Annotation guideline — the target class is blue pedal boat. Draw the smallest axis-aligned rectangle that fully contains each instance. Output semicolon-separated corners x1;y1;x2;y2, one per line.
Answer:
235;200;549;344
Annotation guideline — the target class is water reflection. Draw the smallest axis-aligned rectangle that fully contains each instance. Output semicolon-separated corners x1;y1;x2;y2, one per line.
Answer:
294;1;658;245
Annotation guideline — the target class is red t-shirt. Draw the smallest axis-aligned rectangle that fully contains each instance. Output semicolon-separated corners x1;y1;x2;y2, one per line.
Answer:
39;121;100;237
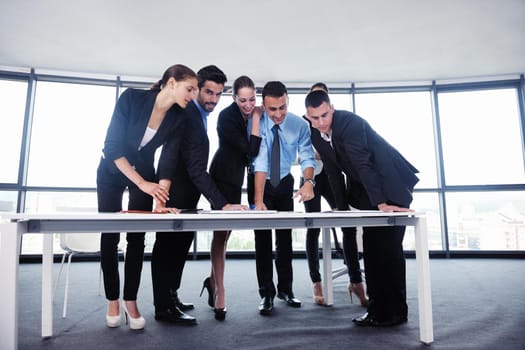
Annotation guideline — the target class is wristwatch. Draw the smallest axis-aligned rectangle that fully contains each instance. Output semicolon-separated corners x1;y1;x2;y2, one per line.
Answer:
304;179;315;187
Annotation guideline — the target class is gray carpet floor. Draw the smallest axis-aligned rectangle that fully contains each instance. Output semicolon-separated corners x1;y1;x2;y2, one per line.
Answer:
14;259;525;350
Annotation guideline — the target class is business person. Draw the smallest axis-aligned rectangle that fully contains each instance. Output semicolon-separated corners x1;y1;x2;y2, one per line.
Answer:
97;64;197;329
254;81;315;315
305;91;419;327
301;82;368;306
203;75;261;320
151;66;245;325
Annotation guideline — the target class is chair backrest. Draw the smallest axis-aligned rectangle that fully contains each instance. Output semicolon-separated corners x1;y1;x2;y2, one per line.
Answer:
60;232;127;253
60;233;100;253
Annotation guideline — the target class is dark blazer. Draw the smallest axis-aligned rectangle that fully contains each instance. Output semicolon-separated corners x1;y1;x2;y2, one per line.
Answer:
210;102;261;187
161;101;227;210
101;88;186;180
312;110;419;209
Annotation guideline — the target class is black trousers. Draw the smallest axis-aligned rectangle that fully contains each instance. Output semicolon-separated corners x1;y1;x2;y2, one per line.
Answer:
97;163;154;300
348;182;410;321
363;226;408;320
255;174;294;297
151;179;200;311
301;169;362;283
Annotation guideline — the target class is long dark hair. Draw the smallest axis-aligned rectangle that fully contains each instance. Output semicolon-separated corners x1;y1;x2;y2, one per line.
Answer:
233;75;255;96
151;64;197;91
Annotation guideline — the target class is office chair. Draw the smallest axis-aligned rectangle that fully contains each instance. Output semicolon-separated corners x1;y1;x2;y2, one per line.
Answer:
53;233;126;318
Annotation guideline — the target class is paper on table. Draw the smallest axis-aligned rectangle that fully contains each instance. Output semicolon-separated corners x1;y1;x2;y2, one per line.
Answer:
200;210;278;214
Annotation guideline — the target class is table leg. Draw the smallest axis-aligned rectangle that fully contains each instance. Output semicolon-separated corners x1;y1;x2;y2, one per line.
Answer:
0;222;20;349
321;227;334;306
42;233;53;338
414;216;434;344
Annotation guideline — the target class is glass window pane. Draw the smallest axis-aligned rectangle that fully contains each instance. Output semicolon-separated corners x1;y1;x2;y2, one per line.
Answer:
355;92;437;188
438;89;525;185
0;191;18;213
0;80;27;183
446;191;525;250
27;82;115;187
403;192;443;250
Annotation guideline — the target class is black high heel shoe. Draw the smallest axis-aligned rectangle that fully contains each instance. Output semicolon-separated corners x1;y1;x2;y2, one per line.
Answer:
199;277;215;307
213;307;226;321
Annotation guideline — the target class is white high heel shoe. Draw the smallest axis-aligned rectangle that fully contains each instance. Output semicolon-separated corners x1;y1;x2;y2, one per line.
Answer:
106;300;120;328
122;301;146;330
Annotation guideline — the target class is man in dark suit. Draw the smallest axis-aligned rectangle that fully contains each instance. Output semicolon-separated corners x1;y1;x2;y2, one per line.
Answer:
305;91;419;326
253;81;315;315
151;66;241;325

=== What you are asked to do ===
Could you express all of the entries above as a CSV with two columns, guideline and boxes, with one row per entry? Put its text and its answer each in a single quoted field, replace any line breaks with spaces, and leave out the pictures.

=== Finished exercise ===
guideline,boxes
"Annotation guideline — the target class is blue pedal boat. Draw the smallest axis-aligned rectangle that fully contains each instance. Output semicolon-separated corners x1;y1;x2;y2, one per line. Answer:","235;200;549;344"
"Annotation guideline — the target class is water reflection. Draw the smallest axis-aligned rectangle that fully contains each instance. Output semicolon-separated corners x1;y1;x2;y2, one per line. Answer:","294;1;658;245"
"Annotation guideline — the target class is red t-shirt. Draw the smallest axis-aligned rectangle that fully contains each instance. Output semicolon-separated corners x1;y1;x2;y2, one per line. Answer:","39;121;100;237"
"Annotation guideline — the target class is wristwatch. Draw the smallest axis-aligned rectangle that fully contains each instance. Output semicolon-separated corners x1;y1;x2;y2, one per line. Answer:","304;179;315;187"
"Annotation guideline — the target class is gray carpet floor. Draw the smallest axis-aligned rectangle that fully contains each instance. Output semicolon-separated corners x1;y1;x2;y2, one per line. Answer:","14;259;525;350"
"Annotation guideline — the target class is business person. Draw the smallest axis-aligned rectangle that fully contains each instance. Output semicolon-separated corners x1;y1;x2;y2, one per line. Answer:","97;64;197;329 254;81;315;315 305;91;419;327 301;82;368;306 203;75;261;320 151;66;245;325"
"Annotation guideline — the target class is chair backrest. Draw the smallest axis-aligned rectangle that fully contains each instance. Output semicolon-separated corners x1;y1;x2;y2, one per line. Answer:","60;232;127;253 60;233;100;253"
"Annotation guideline — the target class is dark blazer. Draw the smallest axis-aligned rectangle that fully contains each instance. Output semicolon-separated corners x1;y1;x2;y2, one per line. Answer:","210;102;261;187 161;101;227;210 101;88;186;180 312;110;419;209"
"Annotation guideline — the target class is black trousers. Draw the smallest axis-aligned rectangle that fully contains each instance. Output semicolon-separated corners x1;y1;x2;y2, one per line. Answer:","97;163;154;300 348;182;410;321 363;226;408;320 255;174;294;297 151;179;200;311 301;169;362;283"
"Annotation guideline — the target class is long dark hair. Draw the smallest axis-aligned rectangle that fully contains each instance. Output semicolon-separated corners x1;y1;x2;y2, one per line. Answer:","233;75;255;96 151;64;197;91"
"Annotation guideline — the target class is office chair. Draw the smallest axis-aligned rectangle that fully contains each instance. Output semicolon-separated corners x1;y1;x2;y2, one per line. Answer:","53;233;126;318"
"Annotation guideline — the target class is paper on table. Draw the smallest axis-aligned rectangle that fully contains each instance. Output semicolon-separated corners x1;y1;x2;y2, one per line. Answer:","200;210;278;214"
"Annotation guideline — the target class is table leg. Draw the smallest axis-aligned rectangle that fully contains each instance. Output semicolon-separated corners x1;y1;x2;y2, one per line. Answer:","0;222;20;349 321;227;334;306 42;233;53;338 414;216;434;344"
"Annotation guideline — the target class is glass window pane. Draw the smallest axis-aligned rectangle that fully contains each instance. Output semicolon-separated corners x1;y1;x2;y2, one per line. Answer:","355;92;437;188 438;89;525;185 0;191;18;213 0;80;27;183 446;191;525;250 27;82;115;187 403;192;443;250"
"Annotation guideline — the target class is black high heel shoe. Draw the smallest axis-aligned rectangle that fully contains each instance. Output semicolon-separated corners x1;y1;x2;y2, one per line. Answer:","199;277;215;307 213;307;226;321"
"Annotation guideline — the target class is white high heel shoe. Draw the smallest axis-aligned rectangle that fully contains each instance. Output semicolon-separated corners x1;y1;x2;y2, one per line. Answer:","106;300;120;328 122;301;146;330"
"Annotation guideline — the target class is man in dark suit. Draw the smallest axis-aligned rectangle that fully contains each instance. Output semicolon-separated corners x1;y1;x2;y2, one per line. Answer:","305;91;419;326 253;81;315;315 151;66;241;325"